Excerpt provided.

■ ■ ■ ■

Planning part 110 may determine how to maneuver or operate the AV 130 safely and efficiently in its environment. For instance, the planning part 110 may produce a plan for the AV 130, which can include a (reference) trajectory. Planning part 110 may receive information generated by perception, understanding, and tracking part 104. For example, the planning part 110 may receive the location, speed, and direction of the AV 130, geospatial data, data regarding objects sharing the road with the AV 130 (e.g., pedestrians, bicycles, vehicles, ambulances, buses, cable cars, trains, traffic lights, lanes, road markings, etc.) or certain events occurring during a trip (e.g., an Emergency Vehicle (EMV) blaring a siren, intersections, occluded areas, street closures for construction or street repairs, DPVs, etc.), user input, and other relevant data for directing the AV 130 from one point to another. The planning part 110 may determine multiple sets of one or more mechanical operations that the AV 130 may perform (e.g., go straight at a specified speed or rate of acceleration, including maintaining the same speed or decelerating; turn on the left blinker, decelerate if the AV is above a threshold range for turning, and turn left; turn on the right blinker, accelerate if the AV is stopped or below the threshold range for turning, and turn right; decelerate until completely stopped and reverse; etc.), and select the best one to meet changing road conditions and events. If something unexpected happens, the planning part 110 may select from multiple backup plans to carry out. For example, while preparing to change lanes to turn right at an intersection, another vehicle may aggressively cut into the destination lane, making the lane change unsafe. The planning part 110 could have already determined an alternative plan for such an event, and upon its occurrence, help to direct the AV 130 to go around the block instead of blocking a current lane while waiting for an opening to change lanes.


Controls part 112 may manage the operation of the vehicle propulsion system 830, the braking system 832, the steering system 834, the safety system 836, and the cabin system 838. Controls part 112 may receive a plan from the planning part 110. Controls part 112 may receive sensor signals from the sensor systems 804-808 as well as communicate with other stacks or components of the local computing device 810 or a remote system (e.g., the data center 850) to effectuate the operation of the AV 130. For example, controls part 112 may implement the final path or actions from the multiple paths or actions provided by the planning part 110. The implementation may involve turning the plan from the planning part 110 into commands for vehicle hardware controls such as the actuators that control the AV's steering, throttle, brake, and drive unit.


The communication stack 820 may transmit and receive signals between the various stacks and other components of the AV 130 and between the AV 130, the data center 850, the client computing device 870, and other remote systems. The communication stack 820 may enable the local computing device 810 to exchange information remotely over a network. Communication stack 820 may also facilitate local exchange of information, such as through a wired connection or a local wireless connection.

■ ■ ■ ■

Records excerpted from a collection
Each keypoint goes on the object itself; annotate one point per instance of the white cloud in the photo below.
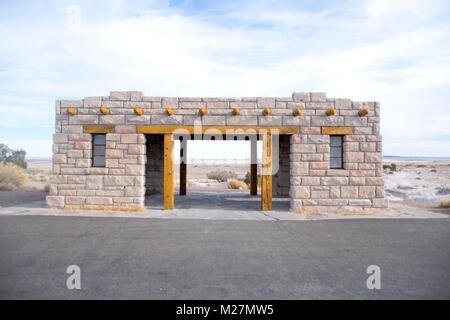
(396, 53)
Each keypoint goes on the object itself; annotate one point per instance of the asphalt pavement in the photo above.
(133, 258)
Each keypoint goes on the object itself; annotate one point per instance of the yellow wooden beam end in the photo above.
(222, 129)
(103, 128)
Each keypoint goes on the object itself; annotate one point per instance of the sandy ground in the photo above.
(420, 184)
(417, 186)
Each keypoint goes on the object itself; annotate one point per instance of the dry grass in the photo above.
(445, 203)
(12, 177)
(237, 184)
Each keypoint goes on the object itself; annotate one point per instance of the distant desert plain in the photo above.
(417, 182)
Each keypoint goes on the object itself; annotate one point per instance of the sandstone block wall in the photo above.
(311, 184)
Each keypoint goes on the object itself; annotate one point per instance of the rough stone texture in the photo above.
(134, 162)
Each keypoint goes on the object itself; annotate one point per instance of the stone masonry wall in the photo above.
(312, 185)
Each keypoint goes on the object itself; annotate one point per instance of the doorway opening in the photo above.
(211, 173)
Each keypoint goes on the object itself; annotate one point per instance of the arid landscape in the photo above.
(420, 183)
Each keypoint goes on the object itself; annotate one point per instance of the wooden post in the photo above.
(183, 172)
(168, 171)
(266, 183)
(253, 167)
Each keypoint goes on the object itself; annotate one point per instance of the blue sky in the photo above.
(395, 52)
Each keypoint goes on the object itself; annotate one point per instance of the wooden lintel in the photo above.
(337, 130)
(102, 128)
(217, 129)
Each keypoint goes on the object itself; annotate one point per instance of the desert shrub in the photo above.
(221, 175)
(392, 167)
(16, 157)
(445, 203)
(237, 184)
(247, 179)
(12, 177)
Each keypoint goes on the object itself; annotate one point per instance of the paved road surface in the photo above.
(228, 259)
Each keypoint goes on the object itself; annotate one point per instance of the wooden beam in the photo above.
(183, 171)
(216, 129)
(253, 168)
(266, 183)
(337, 130)
(102, 128)
(168, 171)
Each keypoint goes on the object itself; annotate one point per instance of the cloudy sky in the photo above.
(395, 52)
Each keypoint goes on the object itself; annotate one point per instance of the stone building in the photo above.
(109, 152)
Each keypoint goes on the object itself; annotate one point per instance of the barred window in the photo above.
(336, 152)
(98, 150)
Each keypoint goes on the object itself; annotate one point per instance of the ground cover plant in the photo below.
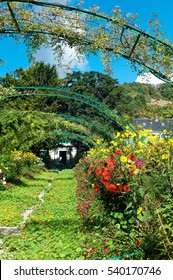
(15, 200)
(127, 186)
(53, 230)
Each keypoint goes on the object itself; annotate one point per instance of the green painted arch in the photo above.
(77, 97)
(138, 33)
(87, 123)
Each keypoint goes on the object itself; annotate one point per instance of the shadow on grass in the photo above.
(53, 225)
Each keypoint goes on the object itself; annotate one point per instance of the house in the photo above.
(157, 125)
(64, 155)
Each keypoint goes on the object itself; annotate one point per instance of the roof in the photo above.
(156, 125)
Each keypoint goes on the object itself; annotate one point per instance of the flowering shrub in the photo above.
(129, 179)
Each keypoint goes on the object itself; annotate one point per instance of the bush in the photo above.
(130, 178)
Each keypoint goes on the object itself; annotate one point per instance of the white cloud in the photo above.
(148, 78)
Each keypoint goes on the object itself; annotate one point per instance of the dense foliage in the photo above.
(125, 192)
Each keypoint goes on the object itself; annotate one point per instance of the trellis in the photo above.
(53, 24)
(87, 30)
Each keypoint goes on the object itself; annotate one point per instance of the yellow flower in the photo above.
(123, 159)
(170, 142)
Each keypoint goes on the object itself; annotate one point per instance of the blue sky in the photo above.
(15, 56)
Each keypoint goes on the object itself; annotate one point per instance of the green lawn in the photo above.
(53, 230)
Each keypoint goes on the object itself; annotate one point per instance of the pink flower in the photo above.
(106, 250)
(92, 250)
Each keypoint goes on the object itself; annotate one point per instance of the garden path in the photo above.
(52, 230)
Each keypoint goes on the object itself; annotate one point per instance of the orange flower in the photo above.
(110, 163)
(118, 151)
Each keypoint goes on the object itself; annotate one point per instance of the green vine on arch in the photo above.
(88, 31)
(75, 96)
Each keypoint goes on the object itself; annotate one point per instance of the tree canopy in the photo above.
(54, 25)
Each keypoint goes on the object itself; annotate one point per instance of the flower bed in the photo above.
(125, 193)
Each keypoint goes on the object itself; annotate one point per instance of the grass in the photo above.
(14, 201)
(53, 231)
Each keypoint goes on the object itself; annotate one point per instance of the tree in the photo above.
(87, 31)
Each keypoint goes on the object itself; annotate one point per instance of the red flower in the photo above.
(106, 174)
(111, 188)
(106, 250)
(118, 151)
(92, 250)
(85, 160)
(99, 171)
(131, 157)
(126, 188)
(138, 242)
(105, 183)
(110, 163)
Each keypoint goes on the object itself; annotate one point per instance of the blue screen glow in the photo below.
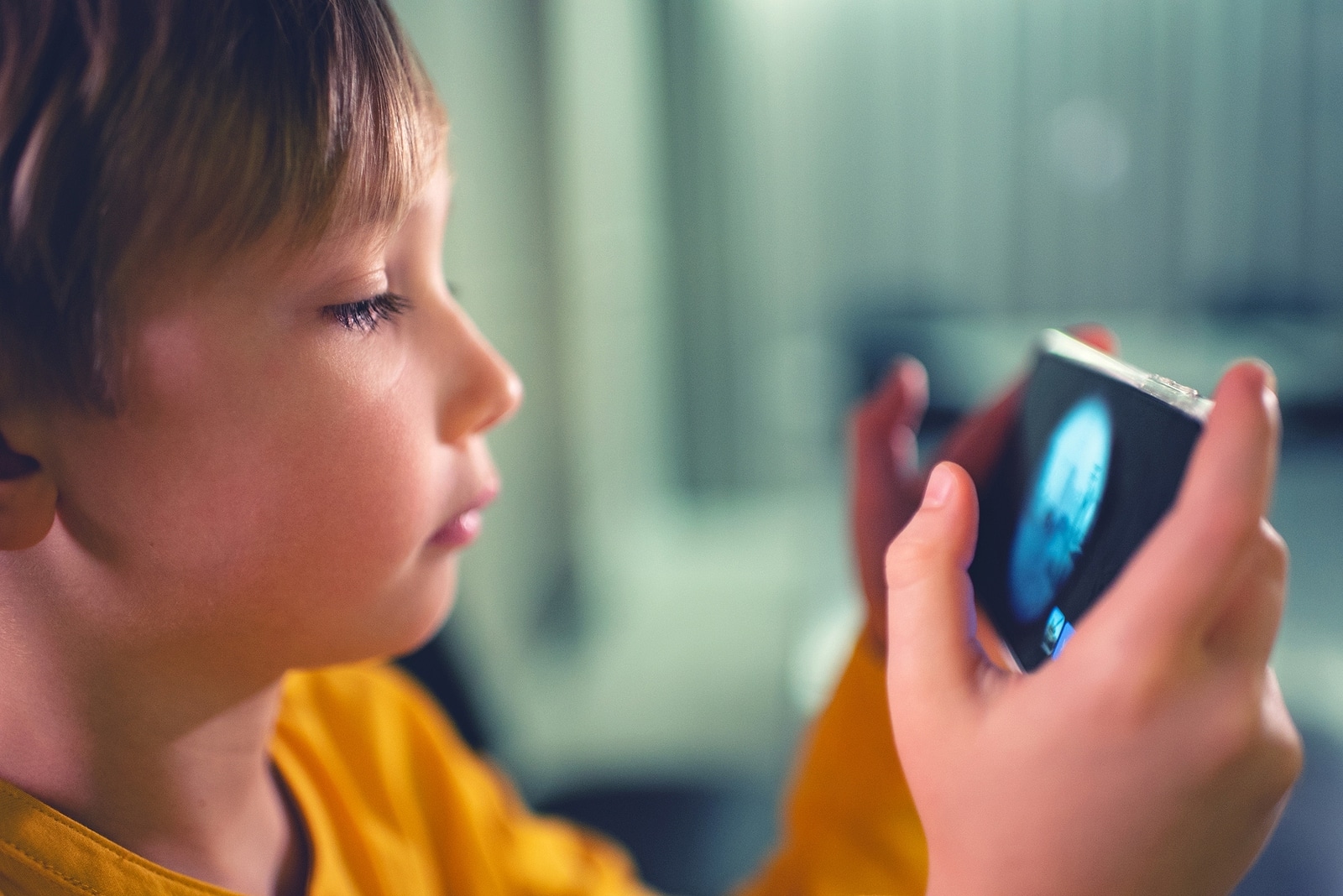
(1063, 508)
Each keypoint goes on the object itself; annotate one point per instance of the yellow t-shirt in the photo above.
(396, 804)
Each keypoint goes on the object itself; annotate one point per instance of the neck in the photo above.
(171, 765)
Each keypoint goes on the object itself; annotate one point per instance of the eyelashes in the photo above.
(367, 314)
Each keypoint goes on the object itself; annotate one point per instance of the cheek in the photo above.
(282, 503)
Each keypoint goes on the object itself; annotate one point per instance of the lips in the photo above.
(462, 529)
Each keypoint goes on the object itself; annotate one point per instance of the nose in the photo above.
(481, 389)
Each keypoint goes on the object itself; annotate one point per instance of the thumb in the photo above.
(930, 605)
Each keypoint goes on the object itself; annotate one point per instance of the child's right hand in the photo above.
(1154, 755)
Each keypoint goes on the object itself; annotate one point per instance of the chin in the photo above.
(402, 624)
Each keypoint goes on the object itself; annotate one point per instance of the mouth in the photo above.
(461, 530)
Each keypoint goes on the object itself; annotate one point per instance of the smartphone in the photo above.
(1090, 467)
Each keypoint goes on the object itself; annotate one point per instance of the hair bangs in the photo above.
(306, 130)
(141, 134)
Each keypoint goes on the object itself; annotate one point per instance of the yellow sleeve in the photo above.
(396, 804)
(849, 824)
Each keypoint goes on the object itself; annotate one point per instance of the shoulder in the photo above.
(368, 732)
(366, 712)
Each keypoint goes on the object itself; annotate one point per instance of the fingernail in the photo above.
(939, 487)
(1269, 376)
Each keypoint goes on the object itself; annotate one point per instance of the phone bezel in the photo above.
(1184, 399)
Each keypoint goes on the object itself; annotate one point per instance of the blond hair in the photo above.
(134, 132)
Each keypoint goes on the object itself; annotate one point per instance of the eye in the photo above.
(366, 314)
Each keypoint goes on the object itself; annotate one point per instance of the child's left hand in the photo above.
(886, 479)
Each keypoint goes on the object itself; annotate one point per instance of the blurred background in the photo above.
(702, 228)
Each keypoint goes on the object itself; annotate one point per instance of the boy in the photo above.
(243, 435)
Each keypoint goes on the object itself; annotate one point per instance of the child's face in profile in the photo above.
(295, 461)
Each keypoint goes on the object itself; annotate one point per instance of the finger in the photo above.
(899, 401)
(930, 611)
(978, 440)
(1175, 585)
(1248, 625)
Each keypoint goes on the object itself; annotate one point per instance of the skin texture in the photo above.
(1155, 754)
(266, 497)
(888, 481)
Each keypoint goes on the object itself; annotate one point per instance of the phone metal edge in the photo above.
(1181, 398)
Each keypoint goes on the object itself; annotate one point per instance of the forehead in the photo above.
(347, 258)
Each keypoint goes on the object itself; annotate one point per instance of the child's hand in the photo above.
(886, 479)
(1152, 757)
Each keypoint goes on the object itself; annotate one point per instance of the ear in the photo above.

■ ■ ■ ■

What you are asked to do.
Carry on the autonomous vehicle passage from the point where it stops, keeping to its style and its numbered components.

Expected answer.
The HD geospatial database 822 may store HD maps and related data of the streets upon which the AV 130 travels. In some embodiments, the HD maps and related data may comprise multiple layers, such as an areas layer, a lanes and boundaries layer, an intersections layer, a traffic controls layer, and so forth. The areas layer may include geospatial information indicating geographic areas that are drivable (e.g., roads, parking areas, shoulders, etc.) or not drivable (e.g., medians, sidewalks, buildings, etc.), drivable areas that constitute links or connections (e.g., drivable areas that form the same road) versus intersections (e.g., drivable areas where two or more roads intersect), and so on. The lanes and boundaries layer may include geospatial information of road lanes (e.g., lane or road centerline, lane boundaries, type of lane boundaries, etc.) and related attributes (e.g., direction of travel, speed limit, lane type, etc.). The lanes and boundaries layer may also include 3D attributes related to lanes (e.g., slope, elevation, curvature, etc.). The intersections layer may include geospatial information of intersections (e.g., crosswalks, stop lines, turning lane centerlines, and/or boundaries, etc.) and related attributes (e.g., permissive, protected/permissive, or protected only left-turn lanes; permissive, protected/permissive, or protected only U-turn lanes; permissive or protected only right-turn lanes; etc.). The traffic controls layer may include geospatial information of traffic signal lights, traffic signs, and other road objects and related attributes.


The AV operational database 824 may store raw AV data generated by the sensor systems 804-808 and other components of the AV 130 and/or data received by the AV 130 from remote systems (e.g., the data center 850, the client computing device 870, etc.). In some embodiments, the raw AV data may include HD LIDAR point cloud data, image or video data, RADAR data, GPS data, and other sensor data that the data center 850 may use for creating or updating AV geospatial data as discussed further below with respect to FIG. 5 and elsewhere in the present disclosure.


Data center 850 may be a private cloud (e.g., an enterprise network, a co-location provider network, etc.), a public cloud (e.g., an IaaS network, a PaaS network, a SaaS network, or other CSP network), a hybrid cloud, a multi-cloud, and so forth. The data center 850 may include one or more computing devices remote to the local computing device 810 for managing a fleet of AVs and AV-related services. For example, in addition to managing the AV 130, the data center 850 may also support a ridesharing service, a delivery service, a remote/roadside assistance service, street services (e.g., street mapping, street patrol, street cleaning, street metering, parking reservation, etc.), and the like.


The data center 850 may send and receive various signals to and from the AV 130 and the client computing device 870. These signals may include sensor data captured by the sensor systems 804-808, roadside assistance requests, software updates, ridesharing pick-up and drop-off instructions, and so forth. In this example, the data center 850 includes one or more of a data management platform 852, an Artificial Intelligence/Machine Learning (AI/ML) platform 854, a remote assistance platform 858, a ridesharing platform 860, and a map management platform 862, among other systems.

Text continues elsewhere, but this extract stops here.